START Input data

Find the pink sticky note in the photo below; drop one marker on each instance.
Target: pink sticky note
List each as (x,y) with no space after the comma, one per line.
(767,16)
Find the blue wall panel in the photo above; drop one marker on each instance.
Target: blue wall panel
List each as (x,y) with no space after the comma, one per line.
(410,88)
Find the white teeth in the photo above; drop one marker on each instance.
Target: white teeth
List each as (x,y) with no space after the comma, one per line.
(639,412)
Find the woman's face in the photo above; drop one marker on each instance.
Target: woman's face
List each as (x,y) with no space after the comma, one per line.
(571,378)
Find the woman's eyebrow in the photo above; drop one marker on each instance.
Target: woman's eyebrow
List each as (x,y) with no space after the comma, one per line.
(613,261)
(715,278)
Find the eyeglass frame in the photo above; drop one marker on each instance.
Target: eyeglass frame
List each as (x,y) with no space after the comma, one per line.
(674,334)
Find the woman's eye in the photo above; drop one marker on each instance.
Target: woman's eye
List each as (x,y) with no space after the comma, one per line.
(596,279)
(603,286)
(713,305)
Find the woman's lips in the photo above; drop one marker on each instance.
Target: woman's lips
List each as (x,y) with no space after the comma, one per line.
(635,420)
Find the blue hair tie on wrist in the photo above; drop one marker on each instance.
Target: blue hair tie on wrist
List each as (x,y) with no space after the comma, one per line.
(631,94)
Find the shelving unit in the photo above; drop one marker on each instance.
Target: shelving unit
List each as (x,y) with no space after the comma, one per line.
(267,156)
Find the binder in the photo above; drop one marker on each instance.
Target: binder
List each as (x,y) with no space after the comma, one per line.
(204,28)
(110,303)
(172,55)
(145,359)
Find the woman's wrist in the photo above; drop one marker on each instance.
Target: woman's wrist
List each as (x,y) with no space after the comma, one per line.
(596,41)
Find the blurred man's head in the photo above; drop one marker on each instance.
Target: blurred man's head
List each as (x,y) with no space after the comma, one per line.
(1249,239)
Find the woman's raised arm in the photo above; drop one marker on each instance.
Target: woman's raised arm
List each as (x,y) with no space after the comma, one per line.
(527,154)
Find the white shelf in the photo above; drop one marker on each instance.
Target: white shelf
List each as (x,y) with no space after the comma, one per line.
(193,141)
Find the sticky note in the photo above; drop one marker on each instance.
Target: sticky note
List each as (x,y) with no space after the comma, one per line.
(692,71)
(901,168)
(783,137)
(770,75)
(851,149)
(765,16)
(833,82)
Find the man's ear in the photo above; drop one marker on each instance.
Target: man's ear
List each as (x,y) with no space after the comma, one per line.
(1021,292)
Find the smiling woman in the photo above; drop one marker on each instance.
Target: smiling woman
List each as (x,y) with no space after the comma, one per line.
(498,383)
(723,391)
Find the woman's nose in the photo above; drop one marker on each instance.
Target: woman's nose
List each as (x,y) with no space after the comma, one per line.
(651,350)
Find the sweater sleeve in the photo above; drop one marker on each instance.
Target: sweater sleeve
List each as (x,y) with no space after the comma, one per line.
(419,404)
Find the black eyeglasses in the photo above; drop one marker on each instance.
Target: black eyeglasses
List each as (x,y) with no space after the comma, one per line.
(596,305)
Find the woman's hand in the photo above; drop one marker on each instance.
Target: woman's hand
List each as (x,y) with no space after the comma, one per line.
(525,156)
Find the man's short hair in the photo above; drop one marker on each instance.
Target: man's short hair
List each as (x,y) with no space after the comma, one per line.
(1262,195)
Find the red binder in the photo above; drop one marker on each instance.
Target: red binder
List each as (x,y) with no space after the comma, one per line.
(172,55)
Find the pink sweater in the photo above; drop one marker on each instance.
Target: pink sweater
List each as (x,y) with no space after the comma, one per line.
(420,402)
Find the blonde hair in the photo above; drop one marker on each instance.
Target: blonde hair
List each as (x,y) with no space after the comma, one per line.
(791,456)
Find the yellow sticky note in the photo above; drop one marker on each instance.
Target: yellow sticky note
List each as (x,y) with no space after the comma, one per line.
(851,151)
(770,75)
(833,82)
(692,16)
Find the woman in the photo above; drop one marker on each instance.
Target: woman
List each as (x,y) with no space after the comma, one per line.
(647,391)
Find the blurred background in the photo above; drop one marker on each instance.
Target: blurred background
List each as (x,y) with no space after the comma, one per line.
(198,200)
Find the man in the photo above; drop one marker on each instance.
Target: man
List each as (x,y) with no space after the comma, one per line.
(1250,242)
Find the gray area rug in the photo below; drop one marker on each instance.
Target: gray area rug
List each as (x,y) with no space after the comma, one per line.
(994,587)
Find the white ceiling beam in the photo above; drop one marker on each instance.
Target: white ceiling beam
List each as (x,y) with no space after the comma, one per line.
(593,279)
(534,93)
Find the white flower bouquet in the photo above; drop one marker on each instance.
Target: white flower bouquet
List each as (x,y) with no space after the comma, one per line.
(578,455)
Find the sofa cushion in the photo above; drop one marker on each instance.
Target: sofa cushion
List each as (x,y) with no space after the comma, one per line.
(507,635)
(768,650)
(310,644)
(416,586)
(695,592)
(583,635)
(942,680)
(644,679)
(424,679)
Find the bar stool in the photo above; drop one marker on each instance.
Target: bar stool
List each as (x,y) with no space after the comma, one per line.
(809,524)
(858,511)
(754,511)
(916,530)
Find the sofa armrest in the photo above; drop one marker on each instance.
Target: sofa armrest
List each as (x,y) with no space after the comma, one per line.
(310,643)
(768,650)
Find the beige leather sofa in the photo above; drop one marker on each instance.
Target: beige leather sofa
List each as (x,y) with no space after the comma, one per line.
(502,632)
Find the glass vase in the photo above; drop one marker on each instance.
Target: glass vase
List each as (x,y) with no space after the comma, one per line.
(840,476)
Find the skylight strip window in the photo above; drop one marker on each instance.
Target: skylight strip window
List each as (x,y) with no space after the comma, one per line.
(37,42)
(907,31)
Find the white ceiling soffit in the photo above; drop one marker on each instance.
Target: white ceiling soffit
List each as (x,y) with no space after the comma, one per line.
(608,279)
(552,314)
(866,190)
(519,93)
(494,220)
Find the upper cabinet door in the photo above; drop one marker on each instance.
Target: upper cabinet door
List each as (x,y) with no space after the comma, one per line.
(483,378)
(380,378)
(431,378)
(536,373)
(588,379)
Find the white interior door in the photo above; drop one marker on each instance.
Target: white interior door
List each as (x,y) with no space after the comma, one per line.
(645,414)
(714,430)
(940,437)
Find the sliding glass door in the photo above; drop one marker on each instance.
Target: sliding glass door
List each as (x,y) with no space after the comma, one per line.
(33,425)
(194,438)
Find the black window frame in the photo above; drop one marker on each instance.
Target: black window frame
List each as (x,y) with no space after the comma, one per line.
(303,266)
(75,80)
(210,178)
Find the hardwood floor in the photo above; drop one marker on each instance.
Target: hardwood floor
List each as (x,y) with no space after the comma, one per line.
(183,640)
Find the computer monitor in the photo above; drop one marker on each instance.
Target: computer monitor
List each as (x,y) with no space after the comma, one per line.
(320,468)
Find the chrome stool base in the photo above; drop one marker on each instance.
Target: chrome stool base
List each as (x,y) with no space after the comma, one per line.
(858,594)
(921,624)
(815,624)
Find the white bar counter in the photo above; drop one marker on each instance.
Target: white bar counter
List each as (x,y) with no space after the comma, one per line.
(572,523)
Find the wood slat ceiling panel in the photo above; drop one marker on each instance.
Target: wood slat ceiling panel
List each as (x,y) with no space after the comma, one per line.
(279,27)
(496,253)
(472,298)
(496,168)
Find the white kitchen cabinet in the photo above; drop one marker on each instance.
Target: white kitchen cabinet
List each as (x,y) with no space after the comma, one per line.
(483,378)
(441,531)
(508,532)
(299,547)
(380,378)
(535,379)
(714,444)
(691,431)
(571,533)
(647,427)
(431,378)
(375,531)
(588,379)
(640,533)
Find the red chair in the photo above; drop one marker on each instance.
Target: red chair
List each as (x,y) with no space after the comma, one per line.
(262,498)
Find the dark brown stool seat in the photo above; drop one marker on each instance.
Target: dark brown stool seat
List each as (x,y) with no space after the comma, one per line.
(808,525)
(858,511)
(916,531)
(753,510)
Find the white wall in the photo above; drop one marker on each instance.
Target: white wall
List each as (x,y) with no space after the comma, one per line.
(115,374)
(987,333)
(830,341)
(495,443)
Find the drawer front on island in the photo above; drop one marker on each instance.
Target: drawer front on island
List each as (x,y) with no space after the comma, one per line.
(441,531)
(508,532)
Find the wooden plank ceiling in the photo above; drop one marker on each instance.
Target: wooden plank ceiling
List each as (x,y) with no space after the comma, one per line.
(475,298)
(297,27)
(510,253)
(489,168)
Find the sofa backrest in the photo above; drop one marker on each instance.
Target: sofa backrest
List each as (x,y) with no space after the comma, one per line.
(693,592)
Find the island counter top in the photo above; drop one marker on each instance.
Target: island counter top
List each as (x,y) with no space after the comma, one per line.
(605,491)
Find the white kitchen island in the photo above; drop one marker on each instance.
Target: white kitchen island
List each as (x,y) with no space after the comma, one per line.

END Input data

Work to be completed:
Wherever the string "nose" appears in a line above, copy that line.

Finished task:
Find the woman's nose in the photo above; drop one marker on each instance.
Target: woman's nose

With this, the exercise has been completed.